(Entries from a data source)
"""

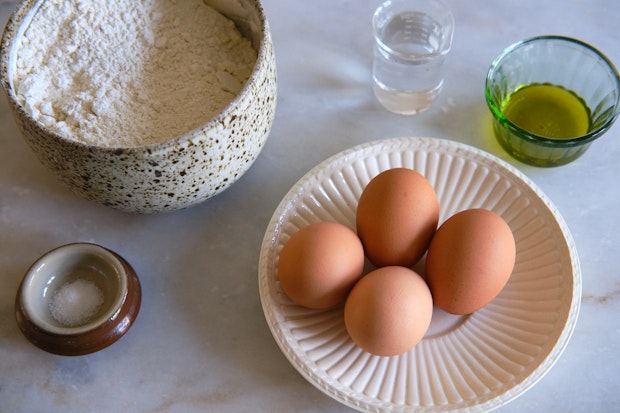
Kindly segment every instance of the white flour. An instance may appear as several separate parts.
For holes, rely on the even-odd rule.
[[[24,33],[20,103],[62,136],[161,142],[221,112],[256,51],[202,0],[48,0]]]

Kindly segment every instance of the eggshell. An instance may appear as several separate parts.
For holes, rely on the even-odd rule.
[[[502,217],[485,209],[461,211],[446,220],[426,256],[426,280],[435,304],[469,314],[504,288],[516,259],[513,233]]]
[[[377,267],[417,263],[439,221],[439,202],[428,180],[407,168],[388,169],[362,191],[356,211],[357,233]]]
[[[415,271],[398,266],[371,271],[353,287],[344,307],[351,339],[376,356],[413,348],[431,322],[433,300]]]
[[[363,270],[361,241],[352,229],[336,222],[295,232],[278,261],[284,292],[297,304],[317,309],[343,302]]]

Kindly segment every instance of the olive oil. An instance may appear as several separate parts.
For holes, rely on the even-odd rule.
[[[545,138],[576,138],[588,133],[592,124],[590,109],[583,99],[548,83],[523,86],[502,106],[508,120]]]

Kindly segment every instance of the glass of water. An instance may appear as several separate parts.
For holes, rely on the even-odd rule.
[[[375,96],[402,115],[428,109],[443,85],[452,12],[439,0],[388,0],[375,11],[372,25]]]

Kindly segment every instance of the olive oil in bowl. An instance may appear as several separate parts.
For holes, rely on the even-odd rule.
[[[583,99],[561,86],[533,83],[523,86],[502,103],[504,116],[529,133],[552,139],[583,136],[592,126]]]

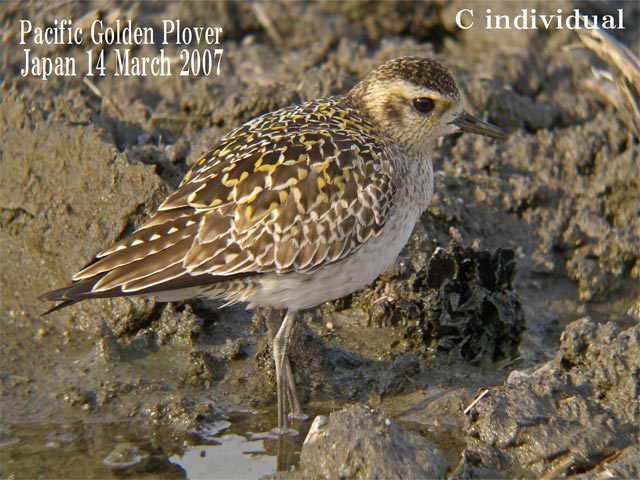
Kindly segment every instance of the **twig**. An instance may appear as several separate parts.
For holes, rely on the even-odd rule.
[[[463,412],[463,413],[464,413],[465,415],[469,415],[469,412],[473,409],[473,407],[475,407],[475,406],[477,405],[477,403],[478,403],[480,400],[482,400],[482,399],[487,395],[487,393],[489,393],[489,389],[488,389],[488,388],[485,388],[484,390],[482,390],[482,392],[480,392],[480,395],[478,395],[478,396],[473,400],[473,402],[471,402],[471,403],[469,404],[469,406],[467,406],[467,408],[465,408],[465,409],[464,409],[464,412]]]

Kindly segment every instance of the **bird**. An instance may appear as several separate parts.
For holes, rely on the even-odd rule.
[[[140,228],[43,294],[62,302],[46,313],[130,295],[282,309],[274,431],[290,433],[288,420],[304,418],[288,357],[298,313],[393,265],[431,201],[432,148],[457,132],[507,138],[463,109],[445,66],[416,56],[342,95],[258,116],[203,154]]]

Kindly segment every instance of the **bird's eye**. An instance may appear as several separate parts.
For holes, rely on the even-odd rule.
[[[420,113],[429,113],[436,106],[436,102],[429,97],[418,97],[413,99],[413,106]]]

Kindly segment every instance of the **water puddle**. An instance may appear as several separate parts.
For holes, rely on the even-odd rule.
[[[310,421],[278,438],[271,412],[235,412],[199,432],[179,433],[141,421],[4,423],[0,477],[251,479],[291,470]]]

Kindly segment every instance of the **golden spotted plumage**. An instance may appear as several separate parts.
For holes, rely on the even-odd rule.
[[[309,272],[348,256],[380,233],[393,202],[393,167],[373,131],[343,97],[258,117],[74,280],[103,275],[91,293],[144,293],[203,274]]]
[[[433,194],[430,149],[461,130],[505,138],[462,110],[439,63],[385,63],[345,95],[255,118],[225,135],[131,236],[42,296],[193,296],[286,308],[273,340],[278,432],[300,416],[287,350],[295,312],[390,267]]]

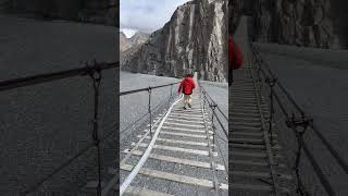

"""

:: REQUEST ::
Collect every line of the entries above that contains the word "water", matching its case exactly.

:: TASK ANSWER ::
Kindly segment every instance of the glass of water. An instance may appear as several separate parts.
Kindly segment every instance of the **water puddle**. An instance may appear as several separate parts.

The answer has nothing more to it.